#### [ФРАГМЕНТ ТЕКСТА]
По мере углубления и расширения информации о человеческом теле как врачи, так и пациенты утратили веру в способность человеческого организма излечиться самостоятельно. Как мог кто-либо управлять такой сложной и уязвимой машиной как человек кроме просвещенного и изощренного в своей науке инженера? Такое убеждение было оторвано от понимания, что существует собственный потенциал излечения, заложенный в человеческом организме, и передавало больного полностью в руки «экспертов», то есть врачей.
Медицина не ориентировалась на то, чтобы учить людей сохранять свое здоровье или выздоравливать. Врач мог только починить то, что сломалось. Он мог чудесным образом избавить пациента от зла (опухолей, инфекций, камней) при помощи лекарств или хирургического вмешательства; мог манипулировать функциями органов (гормоны, диуретики, стероиды) и заменять изношенные детали (бедренные кости и сердце из пластика). Как отважный солдат, врач мог провести краткую битву за выздоровление. Он мог удалить «зло», но не располагал умением сохранения или привлечения «добра». Сила медицины стала источником ее слабости. В основе организации исследовательских и клинических учреждений по-прежнему лежит данная концептуальная модель, и они ориентированы не на профилактику, а на вмешательство.

#### [ИСХОДНЫЕ ДАННЫЕ]

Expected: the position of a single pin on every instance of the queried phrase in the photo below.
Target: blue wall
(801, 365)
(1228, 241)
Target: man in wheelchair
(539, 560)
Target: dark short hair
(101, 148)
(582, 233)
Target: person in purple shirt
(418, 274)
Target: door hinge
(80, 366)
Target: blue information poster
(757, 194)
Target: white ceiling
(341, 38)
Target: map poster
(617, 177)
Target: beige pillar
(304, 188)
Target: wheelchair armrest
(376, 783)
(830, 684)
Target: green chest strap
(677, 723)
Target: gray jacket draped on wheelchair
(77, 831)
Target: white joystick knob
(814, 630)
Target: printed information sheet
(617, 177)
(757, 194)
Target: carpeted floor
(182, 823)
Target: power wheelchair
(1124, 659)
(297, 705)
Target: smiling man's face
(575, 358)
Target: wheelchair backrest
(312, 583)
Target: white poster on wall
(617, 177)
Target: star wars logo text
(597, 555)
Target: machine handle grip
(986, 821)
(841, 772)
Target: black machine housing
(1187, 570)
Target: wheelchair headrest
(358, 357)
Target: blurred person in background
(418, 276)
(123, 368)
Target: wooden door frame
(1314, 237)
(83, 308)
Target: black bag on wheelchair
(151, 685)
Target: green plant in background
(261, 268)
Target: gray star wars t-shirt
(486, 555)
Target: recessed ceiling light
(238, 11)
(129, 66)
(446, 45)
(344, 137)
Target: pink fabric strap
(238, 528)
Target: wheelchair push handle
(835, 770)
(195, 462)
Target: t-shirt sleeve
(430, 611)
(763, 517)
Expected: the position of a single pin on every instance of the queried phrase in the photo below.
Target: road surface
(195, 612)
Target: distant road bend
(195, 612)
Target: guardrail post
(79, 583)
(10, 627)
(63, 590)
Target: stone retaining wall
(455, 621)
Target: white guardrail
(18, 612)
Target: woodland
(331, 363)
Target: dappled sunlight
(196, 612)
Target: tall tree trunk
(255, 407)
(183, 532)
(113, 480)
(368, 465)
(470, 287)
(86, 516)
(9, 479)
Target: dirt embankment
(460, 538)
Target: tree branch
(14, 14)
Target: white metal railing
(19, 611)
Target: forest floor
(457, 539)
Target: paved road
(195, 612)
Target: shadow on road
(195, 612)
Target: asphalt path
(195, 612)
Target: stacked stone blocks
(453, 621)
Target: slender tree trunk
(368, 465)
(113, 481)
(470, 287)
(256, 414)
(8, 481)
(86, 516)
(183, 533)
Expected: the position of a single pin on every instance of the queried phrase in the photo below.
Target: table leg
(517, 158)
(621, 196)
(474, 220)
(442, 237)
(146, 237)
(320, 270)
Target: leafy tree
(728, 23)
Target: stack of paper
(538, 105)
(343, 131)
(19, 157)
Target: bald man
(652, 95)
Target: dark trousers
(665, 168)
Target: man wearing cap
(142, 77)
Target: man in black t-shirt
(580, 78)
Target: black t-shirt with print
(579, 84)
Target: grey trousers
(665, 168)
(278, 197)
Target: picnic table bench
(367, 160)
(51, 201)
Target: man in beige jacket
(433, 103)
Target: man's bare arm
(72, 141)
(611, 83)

#### [ЧТО НУЖНО СДЕЛАТЬ]
- a) Перечислите все примеры «зла», которые в тексте о медицине указаны в скобках как то, от чего врач мог избавить пациента.
- b) Пожалуйста, продублируйте из текста о медицине без изменений всё от слов «Медицина не ориентировалась» и вниз до слов «а на вмешательство.».

#### [ОТВЕТЫ ПО ЗАДАНИЯМ]
- a) Опухоли, инфекции, камни.

- b)
Медицина не ориентировалась на то, чтобы учить людей сохранять свое здоровье или выздоравливать. Врач мог только починить то, что сломалось. Он мог чудесным образом избавить пациента от зла (опухолей, инфекций, камней) при помощи лекарств или хирургического вмешательства; мог манипулировать функциями органов (гормоны, диуретики, стероиды) и заменять изношенные детали (бедренные кости и сердце из пластика). Как отважный солдат, врач мог провести краткую битву за выздоровление. Он мог удалить «зло», но не располагал умением сохранения или привлечения «добра». Сила медицины стала источником ее слабости. В основе организации исследовательских и клинических учреждений по-прежнему лежит данная концептуальная модель, и они ориентированы не на профилактику, а на вмешательство.